▸ **Work to be completed**: Output the material below unchanged, apart from leaving out the pictures.

>> begin Source data

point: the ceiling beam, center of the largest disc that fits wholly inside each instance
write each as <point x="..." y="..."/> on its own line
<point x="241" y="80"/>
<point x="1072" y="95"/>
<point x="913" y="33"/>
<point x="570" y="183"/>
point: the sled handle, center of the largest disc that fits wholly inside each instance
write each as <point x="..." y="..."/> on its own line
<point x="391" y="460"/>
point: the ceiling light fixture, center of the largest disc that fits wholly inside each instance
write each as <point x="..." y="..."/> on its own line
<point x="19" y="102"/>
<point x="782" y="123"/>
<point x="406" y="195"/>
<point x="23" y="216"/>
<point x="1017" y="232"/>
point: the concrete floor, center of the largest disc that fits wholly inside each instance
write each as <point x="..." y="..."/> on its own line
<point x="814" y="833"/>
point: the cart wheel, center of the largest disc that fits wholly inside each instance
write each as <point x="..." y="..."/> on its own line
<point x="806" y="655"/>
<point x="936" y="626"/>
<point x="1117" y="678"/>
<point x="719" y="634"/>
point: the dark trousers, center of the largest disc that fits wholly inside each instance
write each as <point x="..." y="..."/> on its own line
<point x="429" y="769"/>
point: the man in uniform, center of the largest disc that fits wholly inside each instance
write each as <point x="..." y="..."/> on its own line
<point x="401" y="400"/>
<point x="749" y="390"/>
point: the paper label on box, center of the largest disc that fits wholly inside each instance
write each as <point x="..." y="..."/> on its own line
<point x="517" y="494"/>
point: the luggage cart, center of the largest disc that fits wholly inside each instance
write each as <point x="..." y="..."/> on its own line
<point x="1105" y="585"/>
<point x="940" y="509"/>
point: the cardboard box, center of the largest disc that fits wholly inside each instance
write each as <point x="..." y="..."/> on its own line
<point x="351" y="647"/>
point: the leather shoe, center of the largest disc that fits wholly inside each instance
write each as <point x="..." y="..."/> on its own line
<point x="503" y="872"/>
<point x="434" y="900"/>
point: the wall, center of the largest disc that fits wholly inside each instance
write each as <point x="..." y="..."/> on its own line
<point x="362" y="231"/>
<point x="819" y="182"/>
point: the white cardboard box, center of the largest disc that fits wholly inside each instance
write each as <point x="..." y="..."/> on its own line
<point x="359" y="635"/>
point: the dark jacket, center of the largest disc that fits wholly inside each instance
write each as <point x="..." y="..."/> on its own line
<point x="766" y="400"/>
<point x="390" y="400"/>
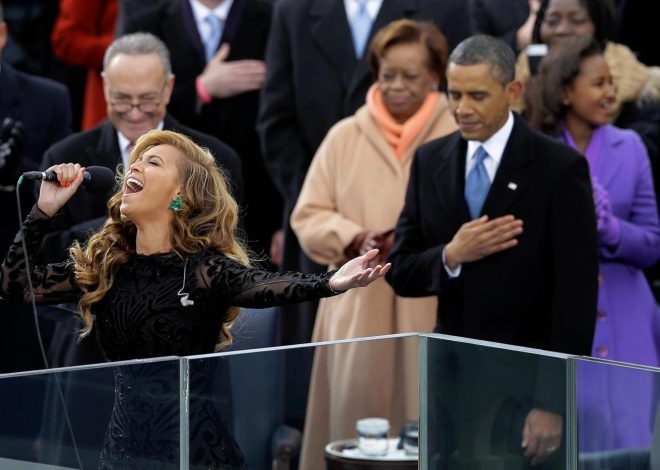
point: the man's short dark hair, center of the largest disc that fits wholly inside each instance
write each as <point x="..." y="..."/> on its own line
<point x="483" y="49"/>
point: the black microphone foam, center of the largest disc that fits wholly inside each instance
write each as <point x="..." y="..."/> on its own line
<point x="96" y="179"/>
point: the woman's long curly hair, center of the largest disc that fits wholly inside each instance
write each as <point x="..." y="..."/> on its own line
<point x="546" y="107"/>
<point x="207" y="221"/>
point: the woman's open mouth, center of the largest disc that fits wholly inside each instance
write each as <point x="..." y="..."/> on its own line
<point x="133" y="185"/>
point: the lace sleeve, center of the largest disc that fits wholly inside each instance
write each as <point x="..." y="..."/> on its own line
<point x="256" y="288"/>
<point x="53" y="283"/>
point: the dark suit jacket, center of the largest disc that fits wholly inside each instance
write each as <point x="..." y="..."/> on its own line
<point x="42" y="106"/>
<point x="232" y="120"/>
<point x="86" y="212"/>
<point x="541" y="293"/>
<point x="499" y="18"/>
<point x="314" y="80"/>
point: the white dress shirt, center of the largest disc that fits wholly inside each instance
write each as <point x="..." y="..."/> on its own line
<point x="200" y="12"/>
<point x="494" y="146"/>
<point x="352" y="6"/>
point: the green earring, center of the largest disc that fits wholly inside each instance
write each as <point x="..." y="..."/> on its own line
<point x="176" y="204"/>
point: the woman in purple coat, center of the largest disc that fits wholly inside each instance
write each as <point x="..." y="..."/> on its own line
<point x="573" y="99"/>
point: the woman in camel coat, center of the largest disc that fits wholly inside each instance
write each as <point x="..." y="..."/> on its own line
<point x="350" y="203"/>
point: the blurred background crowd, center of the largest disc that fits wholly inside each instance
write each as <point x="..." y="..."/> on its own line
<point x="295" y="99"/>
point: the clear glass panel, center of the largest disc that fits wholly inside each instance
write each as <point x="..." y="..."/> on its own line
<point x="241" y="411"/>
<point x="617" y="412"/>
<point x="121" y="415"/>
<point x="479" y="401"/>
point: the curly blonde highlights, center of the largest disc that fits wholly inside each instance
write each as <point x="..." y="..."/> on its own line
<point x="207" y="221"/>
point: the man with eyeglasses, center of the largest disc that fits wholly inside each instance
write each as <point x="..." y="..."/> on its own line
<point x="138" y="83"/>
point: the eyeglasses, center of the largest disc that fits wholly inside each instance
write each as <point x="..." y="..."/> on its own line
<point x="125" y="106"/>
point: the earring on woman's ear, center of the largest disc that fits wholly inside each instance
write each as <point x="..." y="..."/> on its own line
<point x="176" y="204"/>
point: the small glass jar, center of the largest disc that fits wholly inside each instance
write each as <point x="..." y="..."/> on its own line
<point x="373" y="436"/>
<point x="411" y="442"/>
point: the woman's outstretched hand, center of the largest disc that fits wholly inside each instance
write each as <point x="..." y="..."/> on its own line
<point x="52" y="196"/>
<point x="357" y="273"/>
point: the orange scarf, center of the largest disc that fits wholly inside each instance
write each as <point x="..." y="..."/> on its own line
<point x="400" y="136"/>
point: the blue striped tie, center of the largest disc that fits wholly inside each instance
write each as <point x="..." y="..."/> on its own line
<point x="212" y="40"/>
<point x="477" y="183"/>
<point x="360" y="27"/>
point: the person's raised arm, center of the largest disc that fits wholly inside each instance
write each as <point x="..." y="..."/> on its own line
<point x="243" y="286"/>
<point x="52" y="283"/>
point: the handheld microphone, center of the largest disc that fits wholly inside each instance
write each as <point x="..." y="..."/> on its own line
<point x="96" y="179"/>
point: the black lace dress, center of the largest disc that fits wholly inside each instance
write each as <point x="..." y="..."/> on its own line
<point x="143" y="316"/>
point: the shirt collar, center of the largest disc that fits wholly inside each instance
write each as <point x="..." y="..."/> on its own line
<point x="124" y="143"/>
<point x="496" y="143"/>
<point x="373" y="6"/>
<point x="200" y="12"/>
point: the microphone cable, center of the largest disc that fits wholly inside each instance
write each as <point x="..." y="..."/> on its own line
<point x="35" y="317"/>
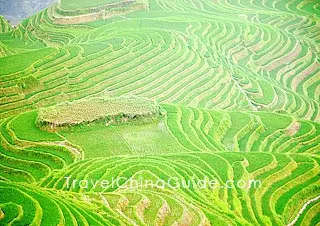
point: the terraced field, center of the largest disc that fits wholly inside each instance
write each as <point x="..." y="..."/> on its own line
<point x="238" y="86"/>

>> end Source data

▸ **The response**:
point: the ceiling beam, center of the largest disc that fits wholly inside each instance
write each as <point x="..." y="..."/> on its own line
<point x="241" y="80"/>
<point x="1072" y="95"/>
<point x="913" y="33"/>
<point x="570" y="183"/>
point: the sled handle, center of the largest disc that fits wholly inside each instance
write each as <point x="..." y="..."/> on its own line
<point x="391" y="460"/>
point: the ceiling light fixture, center of the largest disc that fits wholly inside each instance
write each as <point x="..." y="..."/> on its own line
<point x="19" y="102"/>
<point x="782" y="123"/>
<point x="406" y="195"/>
<point x="23" y="216"/>
<point x="1017" y="232"/>
point: the concrete floor, center of the largest disc that fits wholly inside each instance
write each as <point x="..." y="..."/> on its own line
<point x="814" y="833"/>
point: the cart wheel, center of the largest disc that fits wholly inside each instance
write each as <point x="..." y="..."/> on its own line
<point x="806" y="655"/>
<point x="936" y="626"/>
<point x="1117" y="678"/>
<point x="719" y="634"/>
point: the dark trousers, center of the largest disc that fits wholly inside each instance
write each as <point x="..." y="..."/> on its own line
<point x="429" y="769"/>
point: the man in uniform, center of the largest disc that fits wholly inside each instance
write each as <point x="..." y="..."/> on its own line
<point x="401" y="400"/>
<point x="749" y="390"/>
point: the paper label on box, center of the largest disc that fits wholly inside each instance
write each as <point x="..." y="..."/> on its own line
<point x="517" y="494"/>
point: the luggage cart, center of the largest disc that fits wholly inside each instance
write each as <point x="..." y="..."/> on its own line
<point x="1105" y="585"/>
<point x="940" y="509"/>
point: the cardboard box, center of the largest disc that fits wholly inside each instance
write each as <point x="..." y="..."/> on its own line
<point x="351" y="647"/>
point: the leather shoe, center of the largest disc that fits wholly inside each instance
write each as <point x="..." y="..."/> on its own line
<point x="503" y="872"/>
<point x="434" y="900"/>
point: the wall, center of the largest disc that fits wholly inside each instance
write each as <point x="..." y="..."/> on its own line
<point x="362" y="231"/>
<point x="819" y="182"/>
point: the white cardboard box, center of the largest disc that fits wholly inside each instance
write each as <point x="..." y="..."/> on its own line
<point x="359" y="635"/>
point: the dark jacket, center of the largest disc that fits wholly inside each instance
write each as <point x="..." y="..."/> on its own line
<point x="766" y="400"/>
<point x="390" y="400"/>
point: the man's short dark hair, center of the largest disc that fits wholly inside each instance
write each as <point x="..." y="..."/> on its own line
<point x="483" y="49"/>
point: the black microphone foam, center of the largest disc that fits wholly inside each instance
write each as <point x="..." y="..."/> on its own line
<point x="96" y="179"/>
point: the woman's long curly hair, center of the largest disc that fits wholly inside each instance
write each as <point x="..." y="..."/> on its own line
<point x="546" y="107"/>
<point x="207" y="221"/>
point: the woman's open mouth, center of the largest disc that fits wholly inside each instance
write each as <point x="..." y="..."/> on its own line
<point x="133" y="185"/>
point: the lace sleeve, center of the largest disc that fits wholly inside each instance
write each as <point x="..." y="..."/> on its own line
<point x="256" y="288"/>
<point x="53" y="283"/>
point: the dark suit jacket, center of the largest disc that fits wholly inside each instance
write each as <point x="..." y="..."/> on its own line
<point x="42" y="106"/>
<point x="232" y="120"/>
<point x="86" y="212"/>
<point x="541" y="293"/>
<point x="499" y="18"/>
<point x="314" y="80"/>
point: the white dress shirt, center of the largest disc that fits wholly inside each instance
write each as <point x="..." y="..."/> on its own line
<point x="200" y="12"/>
<point x="494" y="146"/>
<point x="352" y="6"/>
point: the green earring, center of the largest disc that fits wholly inside each instance
write each as <point x="..." y="..."/> on its own line
<point x="176" y="204"/>
point: the woman in purple coat, center of the largest disc that fits wholly inside each instance
write each as <point x="..." y="..."/> on its own line
<point x="573" y="99"/>
point: the woman in camel coat, center of the largest disc that fits wholly inside each instance
write each as <point x="..." y="..."/> on its own line
<point x="350" y="203"/>
point: the blurred background crowd, center of the largest disc that fits wholly inside each instance
write each as <point x="..." y="..."/> on its own line
<point x="295" y="99"/>
point: the clear glass panel, center of the largest disc that fits wholly inside each instance
write each as <point x="..." y="..."/> on its own line
<point x="241" y="411"/>
<point x="617" y="412"/>
<point x="121" y="415"/>
<point x="479" y="401"/>
point: the curly blonde highlights, center of the largest disc that fits wholly inside each instance
write each as <point x="..." y="..."/> on its own line
<point x="207" y="221"/>
point: the man with eyeglasses, center of the largest disc that fits wholly inside each instance
write each as <point x="..." y="..."/> on its own line
<point x="138" y="83"/>
point: the eyeglasses, center of the largest disc that fits wholly inside each instance
write each as <point x="..." y="..."/> on its own line
<point x="125" y="106"/>
point: the earring on woman's ear, center of the largest disc that fits wholly inside each instance
write each as <point x="..." y="..."/> on its own line
<point x="176" y="204"/>
point: the small glass jar, center of the largest disc that fits wholly inside each instance
write each as <point x="..." y="..."/> on its own line
<point x="373" y="436"/>
<point x="411" y="442"/>
point: the woman's outstretched hand, center of the largest disc that fits wholly inside each instance
write each as <point x="..." y="..."/> on its own line
<point x="52" y="196"/>
<point x="357" y="273"/>
point: the orange scarf, center of the largest disc that fits wholly inside each instance
write each as <point x="..." y="..."/> on its own line
<point x="400" y="136"/>
point: the blue striped tie, center of the largest disc that fits wholly inside each instance
write each as <point x="..." y="..."/> on its own line
<point x="212" y="40"/>
<point x="477" y="183"/>
<point x="360" y="27"/>
point: the person's raised arm, center of the largest disc that fits wholly inside each instance
write each as <point x="..." y="..."/> on its own line
<point x="243" y="286"/>
<point x="52" y="283"/>
point: the handheld microphone, center of the largest disc that fits wholly inside each instance
write each as <point x="..." y="..."/> on its own line
<point x="96" y="179"/>
point: the black lace dress, center of the largest disc that fits wholly inside each instance
write each as <point x="..." y="..."/> on its own line
<point x="143" y="316"/>
point: the shirt collar, center of the largest disc that fits wholly inside each instance
write each as <point x="..." y="..."/> on its own line
<point x="124" y="143"/>
<point x="496" y="143"/>
<point x="373" y="6"/>
<point x="200" y="12"/>
point: the microphone cable, center of the largest disc that fits wholly inside each instance
write each as <point x="..." y="..."/> on its own line
<point x="35" y="317"/>
point: the terraced field, center of the largest disc that fits wholly inside each instance
write each as <point x="..." y="..."/> on its own line
<point x="238" y="86"/>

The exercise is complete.